EXERCISE INSTRUCTIONS ▸
From the line containing "Mark the innermost point of each instance of the black" to the end of the listing, write out every line exactly; leave out everything else.

--- EXERCISE DATA Enclosed Below ---

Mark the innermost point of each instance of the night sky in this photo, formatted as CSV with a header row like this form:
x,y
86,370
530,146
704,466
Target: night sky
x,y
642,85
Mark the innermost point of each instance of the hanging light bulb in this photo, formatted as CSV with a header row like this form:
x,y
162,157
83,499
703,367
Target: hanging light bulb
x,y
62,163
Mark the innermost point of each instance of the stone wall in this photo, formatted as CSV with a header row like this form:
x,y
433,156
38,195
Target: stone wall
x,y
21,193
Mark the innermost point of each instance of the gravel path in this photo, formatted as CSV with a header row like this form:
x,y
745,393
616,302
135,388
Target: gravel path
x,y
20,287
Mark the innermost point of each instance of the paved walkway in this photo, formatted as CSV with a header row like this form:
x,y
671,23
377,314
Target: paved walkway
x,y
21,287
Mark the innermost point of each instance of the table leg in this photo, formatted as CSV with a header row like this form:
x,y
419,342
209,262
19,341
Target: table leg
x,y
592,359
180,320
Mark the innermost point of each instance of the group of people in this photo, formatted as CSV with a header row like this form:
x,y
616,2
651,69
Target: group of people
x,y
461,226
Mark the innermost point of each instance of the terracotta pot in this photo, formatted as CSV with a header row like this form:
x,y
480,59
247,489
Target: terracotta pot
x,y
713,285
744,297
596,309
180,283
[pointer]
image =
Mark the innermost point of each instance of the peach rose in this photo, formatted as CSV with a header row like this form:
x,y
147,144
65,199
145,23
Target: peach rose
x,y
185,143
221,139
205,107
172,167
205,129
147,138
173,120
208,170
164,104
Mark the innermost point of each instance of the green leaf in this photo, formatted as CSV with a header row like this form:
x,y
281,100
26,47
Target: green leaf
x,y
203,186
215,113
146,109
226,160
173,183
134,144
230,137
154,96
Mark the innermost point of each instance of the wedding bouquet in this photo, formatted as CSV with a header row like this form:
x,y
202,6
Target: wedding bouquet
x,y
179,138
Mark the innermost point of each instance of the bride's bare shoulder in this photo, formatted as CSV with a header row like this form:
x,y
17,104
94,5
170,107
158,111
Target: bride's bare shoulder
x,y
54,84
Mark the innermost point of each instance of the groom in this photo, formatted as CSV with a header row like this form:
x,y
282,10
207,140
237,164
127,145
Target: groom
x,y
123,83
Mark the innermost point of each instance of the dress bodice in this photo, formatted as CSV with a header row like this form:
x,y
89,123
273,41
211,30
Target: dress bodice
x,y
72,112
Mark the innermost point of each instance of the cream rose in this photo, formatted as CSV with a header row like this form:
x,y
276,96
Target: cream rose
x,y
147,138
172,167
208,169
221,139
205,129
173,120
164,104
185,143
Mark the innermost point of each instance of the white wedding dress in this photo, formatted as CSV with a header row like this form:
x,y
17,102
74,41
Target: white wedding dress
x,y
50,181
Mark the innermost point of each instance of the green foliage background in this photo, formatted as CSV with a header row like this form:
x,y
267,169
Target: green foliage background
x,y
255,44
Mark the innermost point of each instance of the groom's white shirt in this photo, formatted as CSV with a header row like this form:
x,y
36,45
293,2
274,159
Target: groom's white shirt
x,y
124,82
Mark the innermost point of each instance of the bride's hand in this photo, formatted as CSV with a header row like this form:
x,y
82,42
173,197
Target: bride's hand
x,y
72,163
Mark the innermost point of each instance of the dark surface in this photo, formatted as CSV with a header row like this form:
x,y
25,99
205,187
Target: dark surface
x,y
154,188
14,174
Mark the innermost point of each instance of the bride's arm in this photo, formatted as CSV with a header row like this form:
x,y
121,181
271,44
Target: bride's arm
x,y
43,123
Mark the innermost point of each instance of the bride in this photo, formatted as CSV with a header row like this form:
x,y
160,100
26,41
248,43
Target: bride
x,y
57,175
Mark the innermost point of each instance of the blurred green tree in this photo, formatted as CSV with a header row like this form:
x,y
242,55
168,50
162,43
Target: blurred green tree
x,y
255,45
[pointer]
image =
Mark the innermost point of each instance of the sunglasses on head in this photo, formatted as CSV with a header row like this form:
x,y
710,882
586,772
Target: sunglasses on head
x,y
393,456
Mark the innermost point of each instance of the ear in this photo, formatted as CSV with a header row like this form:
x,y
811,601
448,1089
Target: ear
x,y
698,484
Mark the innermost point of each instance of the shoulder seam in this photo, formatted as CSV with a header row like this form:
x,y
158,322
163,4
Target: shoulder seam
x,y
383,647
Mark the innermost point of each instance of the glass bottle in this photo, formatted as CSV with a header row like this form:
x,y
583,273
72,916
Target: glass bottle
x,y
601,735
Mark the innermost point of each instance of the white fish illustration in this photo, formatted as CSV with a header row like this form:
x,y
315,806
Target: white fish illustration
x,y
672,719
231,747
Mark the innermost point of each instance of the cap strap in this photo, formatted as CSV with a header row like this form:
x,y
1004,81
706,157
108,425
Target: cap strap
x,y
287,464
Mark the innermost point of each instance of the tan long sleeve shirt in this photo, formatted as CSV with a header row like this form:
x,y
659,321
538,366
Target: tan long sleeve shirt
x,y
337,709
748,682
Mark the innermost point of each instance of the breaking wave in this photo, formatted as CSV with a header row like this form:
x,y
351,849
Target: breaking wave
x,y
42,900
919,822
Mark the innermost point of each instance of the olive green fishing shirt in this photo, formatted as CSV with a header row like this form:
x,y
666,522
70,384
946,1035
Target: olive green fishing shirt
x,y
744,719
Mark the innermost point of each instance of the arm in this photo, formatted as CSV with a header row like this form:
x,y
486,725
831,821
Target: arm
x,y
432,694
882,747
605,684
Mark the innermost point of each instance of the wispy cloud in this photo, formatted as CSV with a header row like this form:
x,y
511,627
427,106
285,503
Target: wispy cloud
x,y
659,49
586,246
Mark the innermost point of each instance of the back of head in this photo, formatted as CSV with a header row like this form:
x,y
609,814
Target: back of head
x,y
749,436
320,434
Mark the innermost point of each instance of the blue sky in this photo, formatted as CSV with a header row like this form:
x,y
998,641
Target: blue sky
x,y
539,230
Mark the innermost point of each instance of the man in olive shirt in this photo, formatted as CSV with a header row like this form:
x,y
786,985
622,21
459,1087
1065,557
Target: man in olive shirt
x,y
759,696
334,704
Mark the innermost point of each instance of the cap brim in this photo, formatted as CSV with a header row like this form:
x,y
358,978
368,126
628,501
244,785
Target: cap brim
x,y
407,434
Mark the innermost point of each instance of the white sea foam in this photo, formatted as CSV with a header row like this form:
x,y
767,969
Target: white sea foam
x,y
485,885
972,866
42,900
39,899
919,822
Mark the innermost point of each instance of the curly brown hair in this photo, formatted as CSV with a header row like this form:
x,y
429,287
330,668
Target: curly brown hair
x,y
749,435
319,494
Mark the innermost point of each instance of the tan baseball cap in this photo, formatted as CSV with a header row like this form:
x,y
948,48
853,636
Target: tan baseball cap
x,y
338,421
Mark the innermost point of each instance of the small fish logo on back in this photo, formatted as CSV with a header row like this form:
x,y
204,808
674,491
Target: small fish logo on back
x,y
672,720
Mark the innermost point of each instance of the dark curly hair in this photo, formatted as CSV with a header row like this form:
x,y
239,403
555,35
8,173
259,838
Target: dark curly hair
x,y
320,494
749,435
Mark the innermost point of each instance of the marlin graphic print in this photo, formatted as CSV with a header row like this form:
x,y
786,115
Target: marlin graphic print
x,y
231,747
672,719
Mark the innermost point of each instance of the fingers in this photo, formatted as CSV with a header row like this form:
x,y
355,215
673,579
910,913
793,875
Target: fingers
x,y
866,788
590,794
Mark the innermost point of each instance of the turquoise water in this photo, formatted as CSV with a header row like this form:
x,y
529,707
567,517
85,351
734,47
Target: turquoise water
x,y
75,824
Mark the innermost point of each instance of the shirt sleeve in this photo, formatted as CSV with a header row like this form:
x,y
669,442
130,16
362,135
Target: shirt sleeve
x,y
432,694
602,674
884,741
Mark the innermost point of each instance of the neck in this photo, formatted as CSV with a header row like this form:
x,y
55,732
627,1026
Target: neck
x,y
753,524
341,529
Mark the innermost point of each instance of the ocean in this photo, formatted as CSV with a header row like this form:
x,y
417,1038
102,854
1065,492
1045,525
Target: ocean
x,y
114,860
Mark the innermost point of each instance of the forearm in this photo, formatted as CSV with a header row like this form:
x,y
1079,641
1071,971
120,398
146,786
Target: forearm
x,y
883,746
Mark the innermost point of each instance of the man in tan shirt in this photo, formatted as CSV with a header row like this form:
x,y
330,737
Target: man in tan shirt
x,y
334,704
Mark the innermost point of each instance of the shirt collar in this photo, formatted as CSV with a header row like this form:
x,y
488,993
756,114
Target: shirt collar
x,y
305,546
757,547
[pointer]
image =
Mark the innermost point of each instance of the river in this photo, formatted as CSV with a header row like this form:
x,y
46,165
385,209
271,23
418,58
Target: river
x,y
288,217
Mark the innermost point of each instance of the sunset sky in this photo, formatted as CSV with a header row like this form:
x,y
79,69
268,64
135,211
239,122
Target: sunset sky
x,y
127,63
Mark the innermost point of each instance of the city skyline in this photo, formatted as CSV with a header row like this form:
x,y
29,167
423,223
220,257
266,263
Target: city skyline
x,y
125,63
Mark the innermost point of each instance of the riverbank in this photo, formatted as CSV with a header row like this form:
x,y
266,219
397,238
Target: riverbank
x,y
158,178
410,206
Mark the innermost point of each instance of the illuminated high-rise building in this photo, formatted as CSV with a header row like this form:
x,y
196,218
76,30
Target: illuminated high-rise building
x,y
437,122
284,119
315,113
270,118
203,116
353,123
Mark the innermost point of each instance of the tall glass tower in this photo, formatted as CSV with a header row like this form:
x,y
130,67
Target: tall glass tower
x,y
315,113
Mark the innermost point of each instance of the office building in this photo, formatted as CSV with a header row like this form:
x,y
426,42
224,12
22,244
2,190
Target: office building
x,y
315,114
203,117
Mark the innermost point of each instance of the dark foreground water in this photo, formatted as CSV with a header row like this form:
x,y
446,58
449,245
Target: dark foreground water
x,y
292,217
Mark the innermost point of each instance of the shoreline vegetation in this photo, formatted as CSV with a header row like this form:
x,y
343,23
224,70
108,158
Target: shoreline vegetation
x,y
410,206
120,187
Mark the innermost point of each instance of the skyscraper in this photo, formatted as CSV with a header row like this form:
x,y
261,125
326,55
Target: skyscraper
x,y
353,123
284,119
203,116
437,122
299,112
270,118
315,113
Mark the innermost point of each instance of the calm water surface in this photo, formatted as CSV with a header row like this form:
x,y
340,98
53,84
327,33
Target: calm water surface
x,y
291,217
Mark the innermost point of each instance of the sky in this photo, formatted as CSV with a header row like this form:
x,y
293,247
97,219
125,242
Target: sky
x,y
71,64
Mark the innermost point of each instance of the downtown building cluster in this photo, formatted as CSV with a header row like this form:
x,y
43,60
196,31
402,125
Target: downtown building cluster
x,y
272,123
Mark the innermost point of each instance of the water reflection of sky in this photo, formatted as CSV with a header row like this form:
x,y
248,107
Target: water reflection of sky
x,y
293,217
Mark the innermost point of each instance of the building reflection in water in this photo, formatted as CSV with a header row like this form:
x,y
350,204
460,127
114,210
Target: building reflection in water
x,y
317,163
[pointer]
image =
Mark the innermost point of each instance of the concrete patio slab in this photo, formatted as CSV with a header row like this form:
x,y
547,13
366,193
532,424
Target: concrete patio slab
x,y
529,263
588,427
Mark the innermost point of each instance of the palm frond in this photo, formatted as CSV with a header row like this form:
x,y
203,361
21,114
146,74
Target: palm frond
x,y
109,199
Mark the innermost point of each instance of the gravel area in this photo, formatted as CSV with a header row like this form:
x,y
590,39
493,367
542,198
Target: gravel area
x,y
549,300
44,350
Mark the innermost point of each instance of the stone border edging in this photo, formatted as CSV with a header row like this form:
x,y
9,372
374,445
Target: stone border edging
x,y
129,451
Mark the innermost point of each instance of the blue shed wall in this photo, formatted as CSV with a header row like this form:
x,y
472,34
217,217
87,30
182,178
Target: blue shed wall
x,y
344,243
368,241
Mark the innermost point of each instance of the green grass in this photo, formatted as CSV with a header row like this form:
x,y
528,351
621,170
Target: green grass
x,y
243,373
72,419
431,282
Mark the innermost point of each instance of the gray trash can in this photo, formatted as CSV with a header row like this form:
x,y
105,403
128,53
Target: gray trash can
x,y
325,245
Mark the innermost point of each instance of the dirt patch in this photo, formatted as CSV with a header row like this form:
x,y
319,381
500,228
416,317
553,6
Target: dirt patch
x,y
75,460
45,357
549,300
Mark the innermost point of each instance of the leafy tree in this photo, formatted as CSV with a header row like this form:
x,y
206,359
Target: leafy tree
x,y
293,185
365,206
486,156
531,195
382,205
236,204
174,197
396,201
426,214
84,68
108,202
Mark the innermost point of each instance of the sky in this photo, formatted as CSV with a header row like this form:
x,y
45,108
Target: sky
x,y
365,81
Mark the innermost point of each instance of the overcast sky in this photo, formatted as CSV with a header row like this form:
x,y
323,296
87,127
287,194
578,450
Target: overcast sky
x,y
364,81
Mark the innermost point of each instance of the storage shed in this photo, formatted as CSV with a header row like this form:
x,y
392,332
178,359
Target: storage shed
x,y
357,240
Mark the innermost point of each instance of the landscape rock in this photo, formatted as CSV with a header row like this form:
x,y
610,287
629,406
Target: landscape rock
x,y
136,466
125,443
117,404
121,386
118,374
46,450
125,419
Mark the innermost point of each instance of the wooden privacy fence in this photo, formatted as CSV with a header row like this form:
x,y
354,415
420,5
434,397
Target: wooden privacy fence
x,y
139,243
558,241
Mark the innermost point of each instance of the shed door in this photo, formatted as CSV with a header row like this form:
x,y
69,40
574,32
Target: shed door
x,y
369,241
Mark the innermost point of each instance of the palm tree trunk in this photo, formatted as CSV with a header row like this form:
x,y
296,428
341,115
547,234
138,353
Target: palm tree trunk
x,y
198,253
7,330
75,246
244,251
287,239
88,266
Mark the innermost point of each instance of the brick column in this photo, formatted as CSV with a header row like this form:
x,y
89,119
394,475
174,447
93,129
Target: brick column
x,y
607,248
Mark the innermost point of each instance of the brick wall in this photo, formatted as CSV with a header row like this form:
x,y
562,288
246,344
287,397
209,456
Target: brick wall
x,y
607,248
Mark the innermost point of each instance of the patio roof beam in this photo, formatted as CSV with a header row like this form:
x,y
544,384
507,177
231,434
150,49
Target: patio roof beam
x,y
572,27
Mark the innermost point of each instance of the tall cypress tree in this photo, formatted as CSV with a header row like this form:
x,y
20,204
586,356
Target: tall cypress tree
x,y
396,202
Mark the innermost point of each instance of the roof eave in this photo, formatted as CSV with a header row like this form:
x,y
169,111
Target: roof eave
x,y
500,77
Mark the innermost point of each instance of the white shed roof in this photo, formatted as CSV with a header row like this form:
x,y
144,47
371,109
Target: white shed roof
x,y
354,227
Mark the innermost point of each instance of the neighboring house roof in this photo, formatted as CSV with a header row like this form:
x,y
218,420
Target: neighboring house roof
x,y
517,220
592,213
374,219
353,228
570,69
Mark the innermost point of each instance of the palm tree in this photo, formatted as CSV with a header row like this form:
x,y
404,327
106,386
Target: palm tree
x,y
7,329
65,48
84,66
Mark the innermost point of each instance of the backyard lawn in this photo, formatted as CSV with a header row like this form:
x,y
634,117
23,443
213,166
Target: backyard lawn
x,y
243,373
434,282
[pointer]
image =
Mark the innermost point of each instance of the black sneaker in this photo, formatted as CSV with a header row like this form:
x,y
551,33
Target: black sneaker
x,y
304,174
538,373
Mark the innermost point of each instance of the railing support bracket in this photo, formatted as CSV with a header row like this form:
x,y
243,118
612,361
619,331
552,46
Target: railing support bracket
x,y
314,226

--- End of Enclosed EXERCISE DATA ---

EXERCISE OUTPUT ▸
Mark the innermost point of each instance of the black sneaker in this photo, formatted as CSV with a header row like this form:
x,y
551,33
Target: black sneaker
x,y
304,174
538,373
Mark the innermost point of each instance of the railing support bracket in this photo, formatted as CSV with a header row like this form:
x,y
243,118
612,361
619,331
552,46
Target: railing support bracket
x,y
314,226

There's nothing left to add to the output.